■ Exercise prompt ■
Copy down all of the data underneath, exactly as shown.

■ Exercise data ■
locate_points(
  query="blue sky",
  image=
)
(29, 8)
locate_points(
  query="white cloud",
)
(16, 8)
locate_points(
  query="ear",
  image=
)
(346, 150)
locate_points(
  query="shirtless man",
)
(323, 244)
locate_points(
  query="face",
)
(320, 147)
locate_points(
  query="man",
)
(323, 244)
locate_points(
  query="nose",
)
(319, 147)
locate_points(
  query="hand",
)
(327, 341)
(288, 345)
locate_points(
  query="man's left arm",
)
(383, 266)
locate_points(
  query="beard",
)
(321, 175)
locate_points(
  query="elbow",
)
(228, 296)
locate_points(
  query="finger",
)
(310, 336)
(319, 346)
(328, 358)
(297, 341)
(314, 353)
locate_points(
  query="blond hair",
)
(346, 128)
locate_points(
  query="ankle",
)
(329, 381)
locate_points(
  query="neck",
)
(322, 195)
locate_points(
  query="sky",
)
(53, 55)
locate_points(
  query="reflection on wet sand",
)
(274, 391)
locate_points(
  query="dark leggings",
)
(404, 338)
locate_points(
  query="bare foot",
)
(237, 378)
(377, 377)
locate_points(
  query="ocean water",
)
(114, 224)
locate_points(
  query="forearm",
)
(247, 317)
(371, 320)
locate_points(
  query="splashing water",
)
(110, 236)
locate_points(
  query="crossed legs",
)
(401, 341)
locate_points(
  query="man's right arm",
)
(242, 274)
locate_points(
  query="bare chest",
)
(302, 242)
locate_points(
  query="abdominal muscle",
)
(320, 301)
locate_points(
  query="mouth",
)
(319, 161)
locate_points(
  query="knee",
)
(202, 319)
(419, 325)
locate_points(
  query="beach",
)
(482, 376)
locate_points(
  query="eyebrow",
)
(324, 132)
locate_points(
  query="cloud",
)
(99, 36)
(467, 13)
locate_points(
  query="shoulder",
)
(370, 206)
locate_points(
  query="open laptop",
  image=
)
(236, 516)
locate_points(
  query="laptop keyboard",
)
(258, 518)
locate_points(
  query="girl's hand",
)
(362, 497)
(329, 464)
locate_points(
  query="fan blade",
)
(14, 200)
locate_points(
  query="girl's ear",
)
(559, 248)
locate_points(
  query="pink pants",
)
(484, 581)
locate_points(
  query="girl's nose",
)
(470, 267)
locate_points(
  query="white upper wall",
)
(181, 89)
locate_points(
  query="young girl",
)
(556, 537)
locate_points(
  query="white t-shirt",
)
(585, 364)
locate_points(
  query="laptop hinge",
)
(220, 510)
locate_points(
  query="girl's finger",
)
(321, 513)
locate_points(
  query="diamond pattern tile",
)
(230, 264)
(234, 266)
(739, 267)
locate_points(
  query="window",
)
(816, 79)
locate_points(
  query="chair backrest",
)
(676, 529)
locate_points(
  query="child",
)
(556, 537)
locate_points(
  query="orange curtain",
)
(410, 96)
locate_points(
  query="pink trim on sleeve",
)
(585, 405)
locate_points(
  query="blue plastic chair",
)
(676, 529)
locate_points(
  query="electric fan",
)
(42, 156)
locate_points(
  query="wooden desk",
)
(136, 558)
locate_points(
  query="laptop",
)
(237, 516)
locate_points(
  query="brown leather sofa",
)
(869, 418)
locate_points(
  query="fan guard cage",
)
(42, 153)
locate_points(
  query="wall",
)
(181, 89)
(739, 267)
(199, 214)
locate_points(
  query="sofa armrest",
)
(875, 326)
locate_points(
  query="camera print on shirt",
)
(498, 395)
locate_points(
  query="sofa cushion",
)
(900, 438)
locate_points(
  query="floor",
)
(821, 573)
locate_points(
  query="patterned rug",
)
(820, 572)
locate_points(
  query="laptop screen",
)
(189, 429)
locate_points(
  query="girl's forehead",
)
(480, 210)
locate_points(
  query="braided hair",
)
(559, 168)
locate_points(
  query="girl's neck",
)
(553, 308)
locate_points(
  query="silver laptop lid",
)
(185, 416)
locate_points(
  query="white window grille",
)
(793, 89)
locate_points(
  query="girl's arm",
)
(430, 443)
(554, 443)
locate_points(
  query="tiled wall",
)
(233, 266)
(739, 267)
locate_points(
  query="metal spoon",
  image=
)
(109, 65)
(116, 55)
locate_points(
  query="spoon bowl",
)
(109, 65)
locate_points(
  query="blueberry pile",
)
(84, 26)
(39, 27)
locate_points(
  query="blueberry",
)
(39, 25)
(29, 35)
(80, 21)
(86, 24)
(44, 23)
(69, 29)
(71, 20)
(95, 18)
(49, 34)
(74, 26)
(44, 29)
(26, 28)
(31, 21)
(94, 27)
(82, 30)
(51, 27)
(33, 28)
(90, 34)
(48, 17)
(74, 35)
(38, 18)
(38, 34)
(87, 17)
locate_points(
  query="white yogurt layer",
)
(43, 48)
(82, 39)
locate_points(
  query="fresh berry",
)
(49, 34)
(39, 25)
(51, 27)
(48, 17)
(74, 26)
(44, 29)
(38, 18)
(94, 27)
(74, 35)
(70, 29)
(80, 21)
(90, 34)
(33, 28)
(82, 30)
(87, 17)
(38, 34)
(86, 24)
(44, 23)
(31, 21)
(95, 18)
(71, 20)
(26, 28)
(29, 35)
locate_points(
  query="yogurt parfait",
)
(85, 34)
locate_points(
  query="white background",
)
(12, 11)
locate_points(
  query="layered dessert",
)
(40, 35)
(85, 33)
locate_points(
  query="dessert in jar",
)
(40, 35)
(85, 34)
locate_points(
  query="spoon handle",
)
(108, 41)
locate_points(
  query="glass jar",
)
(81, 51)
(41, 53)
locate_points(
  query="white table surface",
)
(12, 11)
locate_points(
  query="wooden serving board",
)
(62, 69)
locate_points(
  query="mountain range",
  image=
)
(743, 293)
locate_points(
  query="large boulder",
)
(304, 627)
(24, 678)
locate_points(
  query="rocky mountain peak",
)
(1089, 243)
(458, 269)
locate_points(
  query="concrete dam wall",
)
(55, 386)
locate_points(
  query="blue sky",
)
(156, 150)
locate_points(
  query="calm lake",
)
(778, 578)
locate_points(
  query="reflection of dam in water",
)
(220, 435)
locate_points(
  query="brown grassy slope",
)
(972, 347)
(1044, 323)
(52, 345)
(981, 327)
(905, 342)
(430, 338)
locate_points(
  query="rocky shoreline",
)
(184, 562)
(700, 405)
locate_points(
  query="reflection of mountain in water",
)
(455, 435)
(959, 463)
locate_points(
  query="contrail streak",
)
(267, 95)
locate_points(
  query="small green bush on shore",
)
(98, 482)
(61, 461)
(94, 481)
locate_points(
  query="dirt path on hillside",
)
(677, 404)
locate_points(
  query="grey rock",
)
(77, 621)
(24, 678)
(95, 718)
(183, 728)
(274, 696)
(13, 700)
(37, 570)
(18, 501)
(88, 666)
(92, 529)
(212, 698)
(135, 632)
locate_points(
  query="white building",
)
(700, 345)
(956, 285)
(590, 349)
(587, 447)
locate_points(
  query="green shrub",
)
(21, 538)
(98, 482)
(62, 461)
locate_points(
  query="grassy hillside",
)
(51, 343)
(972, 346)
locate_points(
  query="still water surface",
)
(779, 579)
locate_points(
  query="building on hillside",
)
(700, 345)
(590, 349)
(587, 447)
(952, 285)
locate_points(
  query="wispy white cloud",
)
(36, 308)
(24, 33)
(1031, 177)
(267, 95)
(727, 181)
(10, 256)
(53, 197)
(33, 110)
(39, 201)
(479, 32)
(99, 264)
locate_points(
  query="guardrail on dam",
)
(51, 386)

■ Output for this task ■
locate_points(
  query="blue sky",
  image=
)
(29, 8)
locate_points(
  query="white cloud",
)
(16, 8)
locate_points(
  query="ear",
  image=
)
(346, 150)
locate_points(
  query="shirtless man",
)
(323, 244)
locate_points(
  query="face",
)
(320, 147)
locate_points(
  query="man",
)
(323, 244)
locate_points(
  query="nose",
)
(319, 147)
locate_points(
  query="hand",
)
(327, 341)
(288, 345)
locate_points(
  query="man's left arm",
)
(383, 266)
locate_points(
  query="beard",
)
(321, 175)
locate_points(
  query="elbow",
)
(228, 296)
locate_points(
  query="finger",
)
(310, 336)
(319, 346)
(328, 358)
(297, 341)
(314, 353)
locate_points(
  query="blond hair",
)
(346, 128)
locate_points(
  query="ankle",
)
(329, 381)
locate_points(
  query="neck",
)
(322, 195)
locate_points(
  query="sky",
)
(53, 55)
locate_points(
  query="reflection on wet sand",
)
(274, 391)
locate_points(
  query="dark leggings",
)
(404, 338)
locate_points(
  query="bare foot",
)
(237, 378)
(377, 377)
locate_points(
  query="ocean water",
)
(114, 224)
locate_points(
  query="forearm",
)
(247, 317)
(371, 320)
locate_points(
  query="splashing water",
)
(110, 236)
locate_points(
  query="crossed legs",
)
(401, 341)
locate_points(
  query="man's right arm",
)
(242, 274)
locate_points(
  query="bare chest",
)
(302, 242)
locate_points(
  query="abdominal muscle",
)
(320, 301)
locate_points(
  query="mouth",
)
(319, 161)
locate_points(
  query="knee",
)
(202, 319)
(419, 325)
locate_points(
  query="beach",
)
(482, 376)
locate_points(
  query="eyebrow",
)
(324, 132)
locate_points(
  query="cloud",
)
(99, 36)
(467, 13)
locate_points(
  query="shoulder",
)
(370, 206)
locate_points(
  query="open laptop",
  image=
)
(236, 516)
locate_points(
  query="laptop keyboard",
)
(258, 518)
locate_points(
  query="girl's hand",
)
(362, 497)
(329, 464)
locate_points(
  query="fan blade",
)
(14, 200)
locate_points(
  query="girl's ear",
)
(559, 248)
locate_points(
  query="pink pants",
)
(484, 581)
locate_points(
  query="girl's nose",
)
(470, 267)
locate_points(
  query="white upper wall",
)
(181, 89)
locate_points(
  query="young girl",
)
(556, 537)
locate_points(
  query="white t-shirt",
)
(585, 364)
locate_points(
  query="laptop hinge",
)
(220, 510)
locate_points(
  query="girl's finger",
)
(321, 513)
locate_points(
  query="diamond pattern tile",
)
(230, 264)
(234, 266)
(739, 267)
locate_points(
  query="window",
)
(816, 79)
locate_points(
  query="chair backrest",
)
(676, 529)
locate_points(
  query="child",
)
(556, 537)
locate_points(
  query="orange curtain",
)
(410, 96)
locate_points(
  query="pink trim on sleeve",
)
(585, 405)
locate_points(
  query="blue plastic chair",
)
(676, 529)
locate_points(
  query="electric fan",
)
(42, 156)
locate_points(
  query="wooden desk",
)
(136, 558)
locate_points(
  query="laptop",
)
(237, 516)
locate_points(
  query="brown leather sofa",
)
(869, 418)
locate_points(
  query="fan guard cage",
)
(42, 153)
locate_points(
  query="wall",
)
(181, 89)
(739, 267)
(199, 214)
locate_points(
  query="sofa armrest",
)
(875, 326)
locate_points(
  query="camera print on shirt",
)
(498, 395)
locate_points(
  query="sofa cushion",
)
(900, 438)
locate_points(
  query="floor",
)
(821, 573)
locate_points(
  query="patterned rug",
)
(820, 572)
locate_points(
  query="laptop screen",
)
(189, 429)
locate_points(
  query="girl's forehead",
)
(480, 210)
locate_points(
  query="braided hair",
)
(559, 168)
locate_points(
  query="girl's neck",
)
(553, 308)
locate_points(
  query="silver laptop lid",
)
(185, 416)
locate_points(
  query="white window grille",
)
(793, 89)
locate_points(
  query="girl's arm",
)
(430, 443)
(554, 443)
locate_points(
  query="tiled wall",
)
(233, 266)
(739, 267)
locate_points(
  query="metal spoon",
  image=
)
(109, 65)
(116, 55)
locate_points(
  query="spoon bowl",
)
(109, 65)
locate_points(
  query="blueberry pile",
)
(84, 26)
(39, 27)
locate_points(
  query="blueberry",
)
(39, 25)
(29, 35)
(80, 21)
(86, 24)
(44, 23)
(69, 29)
(71, 20)
(95, 18)
(49, 34)
(74, 26)
(44, 29)
(26, 28)
(31, 21)
(94, 27)
(82, 30)
(51, 27)
(33, 28)
(90, 34)
(48, 17)
(74, 35)
(38, 18)
(38, 34)
(87, 17)
locate_points(
  query="white yogurt layer",
)
(43, 48)
(82, 39)
locate_points(
  query="fresh berry",
)
(49, 34)
(39, 25)
(51, 27)
(48, 17)
(74, 26)
(44, 29)
(38, 18)
(94, 27)
(74, 35)
(70, 29)
(80, 21)
(90, 34)
(33, 28)
(82, 30)
(87, 17)
(38, 34)
(86, 24)
(44, 23)
(31, 21)
(95, 18)
(71, 20)
(26, 28)
(29, 35)
locate_points(
  query="yogurt parfait",
)
(85, 34)
locate_points(
  query="white background",
)
(12, 11)
locate_points(
  query="layered dessert",
)
(40, 35)
(85, 33)
locate_points(
  query="dessert in jar",
)
(40, 35)
(85, 34)
locate_points(
  query="spoon handle",
)
(108, 41)
locate_points(
  query="glass jar",
)
(81, 51)
(41, 53)
locate_points(
  query="white table surface",
)
(12, 11)
locate_points(
  query="wooden serving board",
)
(62, 69)
locate_points(
  query="mountain range",
  image=
)
(743, 293)
locate_points(
  query="large boulder",
)
(304, 627)
(24, 678)
locate_points(
  query="rocky mountain peak",
)
(1089, 243)
(458, 269)
locate_points(
  query="concrete dam wall",
)
(55, 386)
locate_points(
  query="blue sky",
)
(156, 150)
locate_points(
  query="calm lake",
)
(778, 578)
locate_points(
  query="reflection of dam in water",
)
(220, 435)
locate_points(
  query="brown grassy slope",
)
(972, 347)
(1044, 323)
(52, 345)
(981, 327)
(905, 342)
(430, 338)
locate_points(
  query="rocky shoreline",
)
(184, 562)
(700, 405)
locate_points(
  query="reflection of mountain in water",
)
(455, 435)
(959, 463)
locate_points(
  query="contrail streak",
)
(267, 95)
locate_points(
  query="small green bush on shore",
)
(98, 482)
(61, 461)
(94, 481)
locate_points(
  query="dirt path on hillside",
)
(677, 404)
locate_points(
  query="grey rock",
)
(77, 621)
(24, 678)
(95, 718)
(183, 728)
(274, 696)
(13, 700)
(37, 570)
(18, 501)
(88, 666)
(92, 529)
(212, 698)
(135, 632)
locate_points(
  query="white building",
)
(700, 345)
(956, 285)
(590, 349)
(587, 447)
locate_points(
  query="green shrub",
)
(21, 538)
(98, 482)
(62, 461)
locate_points(
  query="grassy hillside",
)
(51, 343)
(972, 346)
locate_points(
  query="still water surface",
)
(779, 579)
locate_points(
  query="building on hillside",
)
(700, 345)
(590, 349)
(587, 447)
(952, 285)
locate_points(
  query="wispy white cloud",
)
(36, 308)
(24, 33)
(1031, 177)
(267, 95)
(727, 181)
(10, 256)
(53, 197)
(33, 110)
(39, 201)
(479, 32)
(99, 264)
locate_points(
  query="guardrail on dam",
)
(51, 386)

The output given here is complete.